- _Source passage_
┌──

Carroll potraitDr Emma Carroll

The University of Auckland

Family matters: developing close kin mark recapture methods to estimate key demographic parameters in natural populations

 

Biography

Dr Emma Carroll is a molecular ecologist and statistical modeller who combines micro-chemical markers, genomics, and life history data to investigate and monitor natural populations. After completing a PhD, and subsequently a postdoctoral fellowship, in the School of Biological Sciences at the University of Auckland, Dr Carroll moved to the Scottish Oceans Institute, University of St Andrews, Scotland. As a Research Fellow, with first a  Newton International Research Fellowship and then a Marie Curie Research Fellowship, she investigates the influence of migratory culture on connectivity in the southern right whale (Eubalaena australis).

Dr Carroll was elected as a member of the Royal Society of Edinburgh’s Young Academy of Scotland, and became an Editorial Board member of Scientific Reports in 2016. Having succeeded at bringing together cross-disciplinary and trans-university collaborations on the international stage, Dr Carroll intends to advance and facilitate integration of ideas from the fields of statistical and molecular ecology in the New Zealand research community. With this Rutherford Discovery Fellowship, Dr Carroll will return to New Zealand to continue her research at the University of Auckland.

└──

- _Recorded information_
┌──

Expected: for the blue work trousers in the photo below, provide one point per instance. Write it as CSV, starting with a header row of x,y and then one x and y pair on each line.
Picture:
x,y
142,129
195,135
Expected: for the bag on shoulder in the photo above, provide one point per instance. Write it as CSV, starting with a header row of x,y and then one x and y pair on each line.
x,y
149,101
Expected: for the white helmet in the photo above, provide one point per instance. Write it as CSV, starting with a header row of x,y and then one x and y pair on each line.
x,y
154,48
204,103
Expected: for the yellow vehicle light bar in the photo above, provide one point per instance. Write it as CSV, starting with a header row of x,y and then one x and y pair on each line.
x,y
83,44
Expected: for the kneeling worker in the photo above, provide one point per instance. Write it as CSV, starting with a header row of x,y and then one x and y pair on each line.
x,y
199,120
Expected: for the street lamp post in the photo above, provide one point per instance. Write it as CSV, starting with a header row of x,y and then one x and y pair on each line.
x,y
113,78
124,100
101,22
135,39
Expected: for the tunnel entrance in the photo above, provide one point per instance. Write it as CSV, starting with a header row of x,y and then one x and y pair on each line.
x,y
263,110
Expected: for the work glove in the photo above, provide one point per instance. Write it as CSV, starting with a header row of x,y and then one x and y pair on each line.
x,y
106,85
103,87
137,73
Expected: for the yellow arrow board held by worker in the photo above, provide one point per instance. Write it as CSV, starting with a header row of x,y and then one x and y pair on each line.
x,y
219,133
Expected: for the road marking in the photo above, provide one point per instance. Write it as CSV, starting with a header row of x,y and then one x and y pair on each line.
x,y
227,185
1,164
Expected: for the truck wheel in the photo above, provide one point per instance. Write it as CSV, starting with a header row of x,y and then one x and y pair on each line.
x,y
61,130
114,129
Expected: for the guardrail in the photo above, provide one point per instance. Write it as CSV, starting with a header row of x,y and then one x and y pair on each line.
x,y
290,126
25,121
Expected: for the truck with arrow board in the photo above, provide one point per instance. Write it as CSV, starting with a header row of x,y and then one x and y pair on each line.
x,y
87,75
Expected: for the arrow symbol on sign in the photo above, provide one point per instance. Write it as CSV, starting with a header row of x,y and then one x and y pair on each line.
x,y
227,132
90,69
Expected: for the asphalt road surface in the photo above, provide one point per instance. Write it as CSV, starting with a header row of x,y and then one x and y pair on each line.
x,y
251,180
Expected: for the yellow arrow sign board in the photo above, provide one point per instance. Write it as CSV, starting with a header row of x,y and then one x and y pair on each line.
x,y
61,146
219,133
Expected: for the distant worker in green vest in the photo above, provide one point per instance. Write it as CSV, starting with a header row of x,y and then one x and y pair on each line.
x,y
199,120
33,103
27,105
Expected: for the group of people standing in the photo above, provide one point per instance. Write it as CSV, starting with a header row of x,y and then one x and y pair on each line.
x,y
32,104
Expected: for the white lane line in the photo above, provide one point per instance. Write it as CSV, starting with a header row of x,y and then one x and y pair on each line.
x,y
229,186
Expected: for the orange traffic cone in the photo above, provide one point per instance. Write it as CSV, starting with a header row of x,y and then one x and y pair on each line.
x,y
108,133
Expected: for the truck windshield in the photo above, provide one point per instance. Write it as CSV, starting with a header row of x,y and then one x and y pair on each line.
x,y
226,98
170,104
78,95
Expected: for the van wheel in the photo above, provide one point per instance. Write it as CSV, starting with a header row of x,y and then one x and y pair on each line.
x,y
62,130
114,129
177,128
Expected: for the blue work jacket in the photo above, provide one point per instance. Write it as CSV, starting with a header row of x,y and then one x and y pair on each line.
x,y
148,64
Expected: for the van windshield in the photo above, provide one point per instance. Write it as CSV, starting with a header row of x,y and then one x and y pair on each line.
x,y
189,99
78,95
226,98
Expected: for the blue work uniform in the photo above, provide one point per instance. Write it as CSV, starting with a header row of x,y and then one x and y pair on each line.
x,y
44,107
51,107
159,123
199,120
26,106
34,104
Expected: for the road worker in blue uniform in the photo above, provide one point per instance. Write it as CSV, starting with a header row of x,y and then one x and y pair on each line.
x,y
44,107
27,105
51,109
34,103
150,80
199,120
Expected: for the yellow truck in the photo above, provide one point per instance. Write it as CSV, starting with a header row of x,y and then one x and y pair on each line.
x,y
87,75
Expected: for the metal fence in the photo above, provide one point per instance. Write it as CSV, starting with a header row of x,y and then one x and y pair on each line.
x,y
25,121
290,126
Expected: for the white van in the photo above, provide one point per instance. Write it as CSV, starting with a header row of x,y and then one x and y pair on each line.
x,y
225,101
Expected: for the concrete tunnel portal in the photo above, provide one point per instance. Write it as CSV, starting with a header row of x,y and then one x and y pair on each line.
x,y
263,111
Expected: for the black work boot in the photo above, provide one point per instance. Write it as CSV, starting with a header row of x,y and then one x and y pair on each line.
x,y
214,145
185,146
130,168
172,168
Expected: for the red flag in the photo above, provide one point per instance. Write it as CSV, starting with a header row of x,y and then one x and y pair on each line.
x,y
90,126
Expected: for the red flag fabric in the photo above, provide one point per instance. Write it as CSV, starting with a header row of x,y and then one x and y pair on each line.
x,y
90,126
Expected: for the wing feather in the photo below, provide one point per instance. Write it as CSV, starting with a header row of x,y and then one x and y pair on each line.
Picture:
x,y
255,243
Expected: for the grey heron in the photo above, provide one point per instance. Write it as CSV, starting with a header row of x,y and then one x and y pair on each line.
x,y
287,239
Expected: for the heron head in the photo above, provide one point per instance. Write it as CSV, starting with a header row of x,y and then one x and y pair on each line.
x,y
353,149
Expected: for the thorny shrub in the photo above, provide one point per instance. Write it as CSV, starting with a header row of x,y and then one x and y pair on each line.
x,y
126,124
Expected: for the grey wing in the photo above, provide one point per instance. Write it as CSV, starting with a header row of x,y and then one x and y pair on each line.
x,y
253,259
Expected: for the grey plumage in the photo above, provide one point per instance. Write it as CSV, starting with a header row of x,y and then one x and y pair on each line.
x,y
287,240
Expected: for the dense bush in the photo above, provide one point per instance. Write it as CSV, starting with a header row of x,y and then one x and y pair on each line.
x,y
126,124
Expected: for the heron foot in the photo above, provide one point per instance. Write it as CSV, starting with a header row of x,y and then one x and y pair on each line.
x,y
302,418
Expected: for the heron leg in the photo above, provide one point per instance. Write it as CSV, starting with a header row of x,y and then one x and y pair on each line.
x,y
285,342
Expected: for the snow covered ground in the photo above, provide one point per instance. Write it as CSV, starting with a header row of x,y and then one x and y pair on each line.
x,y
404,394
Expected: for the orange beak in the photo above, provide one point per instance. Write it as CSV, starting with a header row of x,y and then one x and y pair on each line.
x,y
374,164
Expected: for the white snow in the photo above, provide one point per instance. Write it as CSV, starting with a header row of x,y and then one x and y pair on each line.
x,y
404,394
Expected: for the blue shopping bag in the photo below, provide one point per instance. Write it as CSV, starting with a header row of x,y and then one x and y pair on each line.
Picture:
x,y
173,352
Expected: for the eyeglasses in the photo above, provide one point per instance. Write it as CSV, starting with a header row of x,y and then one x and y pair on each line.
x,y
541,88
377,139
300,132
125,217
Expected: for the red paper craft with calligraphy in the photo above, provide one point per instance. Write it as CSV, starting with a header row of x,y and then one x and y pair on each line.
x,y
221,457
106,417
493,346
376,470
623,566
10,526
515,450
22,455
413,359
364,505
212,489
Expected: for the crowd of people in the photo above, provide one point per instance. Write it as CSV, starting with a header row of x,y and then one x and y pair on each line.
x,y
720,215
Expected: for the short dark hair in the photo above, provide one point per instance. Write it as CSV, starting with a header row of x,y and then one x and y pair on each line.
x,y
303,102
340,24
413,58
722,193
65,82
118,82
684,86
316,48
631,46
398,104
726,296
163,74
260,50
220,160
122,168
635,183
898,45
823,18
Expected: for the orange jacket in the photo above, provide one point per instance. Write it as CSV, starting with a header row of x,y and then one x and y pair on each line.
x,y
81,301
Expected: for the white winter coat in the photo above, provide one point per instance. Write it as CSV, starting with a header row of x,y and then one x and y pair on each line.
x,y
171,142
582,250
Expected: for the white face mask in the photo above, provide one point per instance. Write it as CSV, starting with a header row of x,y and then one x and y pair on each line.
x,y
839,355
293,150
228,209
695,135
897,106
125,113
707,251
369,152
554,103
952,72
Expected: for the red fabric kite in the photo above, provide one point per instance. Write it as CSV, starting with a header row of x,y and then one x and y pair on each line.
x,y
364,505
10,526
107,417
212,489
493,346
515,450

└──

- _Goal of the exercise_
According to the biography of Emma Carroll, which whale species does she study to examine how migratory culture influences connectivity?

- _Finished exercise_
The southern right whale (Eubalaena australis).